Rashid Khalidi (2020) The Hundred Years of War on Palestine
A Review by Howard Adelman – Part IV: Arab Revolts 1921 to 1929
You can’t foresee what will happen over the next century. But you can peak around the corner. If the most powerful empires in the world back Jewish immigration to Palestine, if they back Jews developing a national home in your national home, the reality of the latter will shrink and the possibility of your own state will recede. You do not have to be a prophet to grasp that. However, currently numbers are on your side. There is time to resist. There is time to fight back – diplomatically and physically.
That fighting began in 1921. High level international diplomacy was one thing. Events on the ground were another. The 1921 Arab revolt or Jaffa riots in Palestine began with a Jewish communist anti-imperialist march and protest on May Day against the British. The goal was establishing a Jewish commune on the model of the Soviet ones. A rival, Ahdut HaAvoda, the arm of the Jewish socialist movement in Palestine, began a competing parade. The two forces clashed. The melee spread to the local population.
Arabs attacked an immigration absorption centre in Jaffa and began attacking both sets of Jews. The Arabs feared that they were the object of the Jewish demonstrators. 47 Jews and 48 Arabs died. 146 Jews and 73 Arabs were wounded. The Arab casualties were a result of British arms and the attempt to protect Jews. The Jews were harmed and killed by Arab rioters. A pioneer of modern Hebrew literature, Yosef Haim Brenner, was among the dead.
The Haycraft Commission (Sir Thomas Haycraft was the chief justice of Palestine) was set up by High Commissioner Sir Herbert Samuel who had drawn up the pro-Zionist document, The Future of Palestine for the British cabinet in 1916. The Commission blamed the Arabs for both their anti-Zionist attitudes and their anti-British claims that the Brits favoured the Zionists. However, the Commission pointed out that the underlying cause of the Jaffa riots was Arab “hostility to Jews, due to political and economic causes, and connected with Jewish immigration.” Zionists had exacerbated the problem with their insensitivity to Arab concerns.
Samuel responded to the Haycraft Report first by suspending Jewish immigration in mid-May and then in June restricting it in accordance with absorptive capacity and the degree of contribution to the economic well-being of the Arabs. If that was not enough to set off a firestorm of protests from the Zionists, Haj Amin al-Husseini, who had been appointed Mufti by Sir Herbert Samuel while only in his late twenties as the youngest ever Mufti of Jerusalem, emerged as one of the leaders of the 1920 Arab riots. He was accused of inciting the masses to murder Jews and loot their homes. He, in turn, accused the rival Palestinian elite, the Nashashibis, of being Zionist collaborators. Nevertheless, he was named by Samuel as President of the newly constituted Supreme Muslim Council.
While Zionists accused Samuel of being an appeaser, Khalidi characterized him very differently. “Sir Herbert Samuel, a committed Zionist and former cabinet minister… laid the governmental foundations for much of what followed, and…ably advanced Zionist aims while foiling those of Palestinians.” To be a middleman between two intractable sides meant only earning the contempt and insults of both.

___

[SHORT TASK A] Could you rewrite the records in the stretch from the line containing "Could you point out the man" through the line containing "column 718, row 556", replacing "photo" with "image" and keeping everything else the same? Leave the pictures out of your answer.

[SOURCE RECORDS]
___

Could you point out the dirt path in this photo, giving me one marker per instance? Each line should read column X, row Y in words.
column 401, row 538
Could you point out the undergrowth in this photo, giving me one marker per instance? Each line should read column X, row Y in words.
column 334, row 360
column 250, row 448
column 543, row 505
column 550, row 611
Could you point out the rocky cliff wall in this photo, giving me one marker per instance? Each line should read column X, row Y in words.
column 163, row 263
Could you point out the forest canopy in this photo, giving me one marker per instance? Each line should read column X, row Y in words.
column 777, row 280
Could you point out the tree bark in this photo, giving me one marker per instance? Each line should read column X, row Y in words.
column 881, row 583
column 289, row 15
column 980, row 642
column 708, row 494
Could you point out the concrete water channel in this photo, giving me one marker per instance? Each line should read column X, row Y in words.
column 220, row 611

___

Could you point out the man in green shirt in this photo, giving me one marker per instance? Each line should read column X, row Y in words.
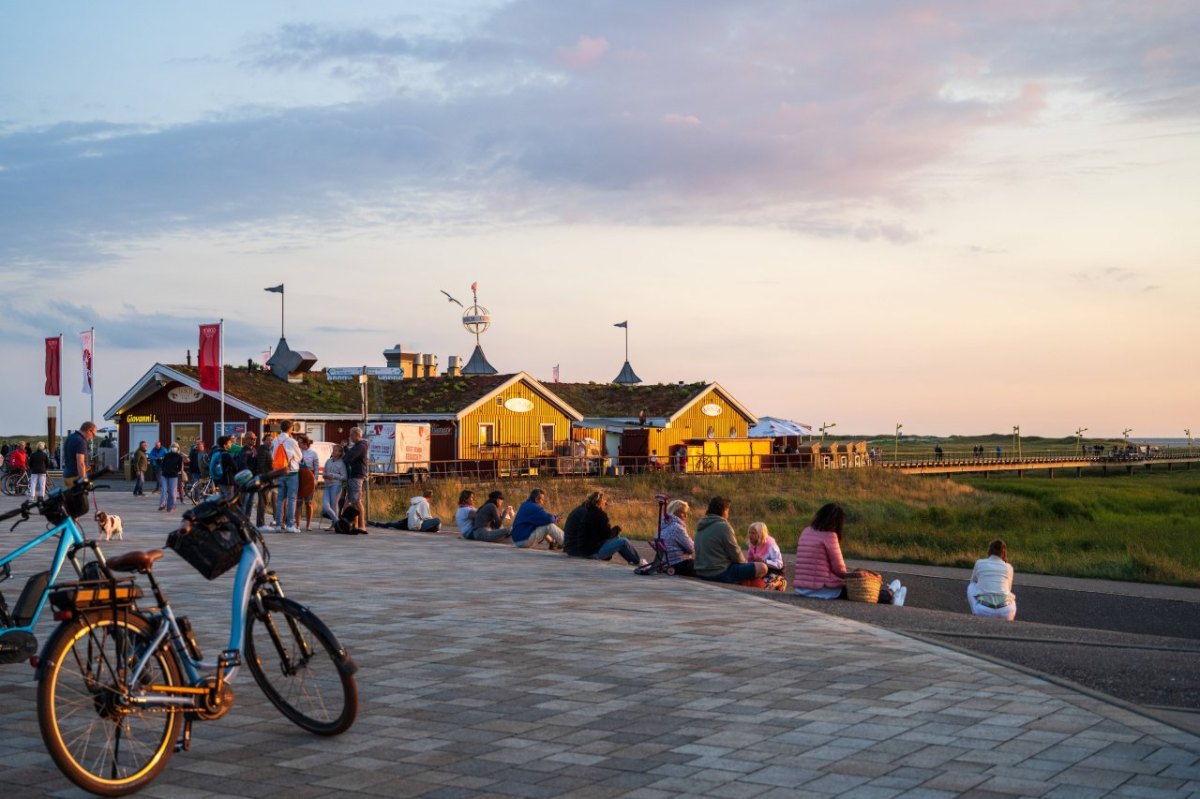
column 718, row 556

___

[SHORT TASK B] Do these statements agree with the review of Khalidi's book? (i) The 1921 Jaffa riots left 47 Jews and 48 Arabs dead. (ii) Sir Thomas Haycraft was High Commissioner of Palestine. (iii) Haj Amin al-Husseini was in his late forties when Samuel appointed him Mufti.

[WORKED SOLUTION A]
Could you point out the man in green shirt in this image, giving me one marker per instance? Each line should read column X, row Y in words.
column 718, row 556

[WORKED SOLUTION B]
(i) Yes: "47 Jews and 48 Arabs died."
(ii) No: "Sir Thomas Haycraft was the chief justice of Palestine"
(iii) No: "while only in his late twenties as the youngest ever Mufti of Jerusalem"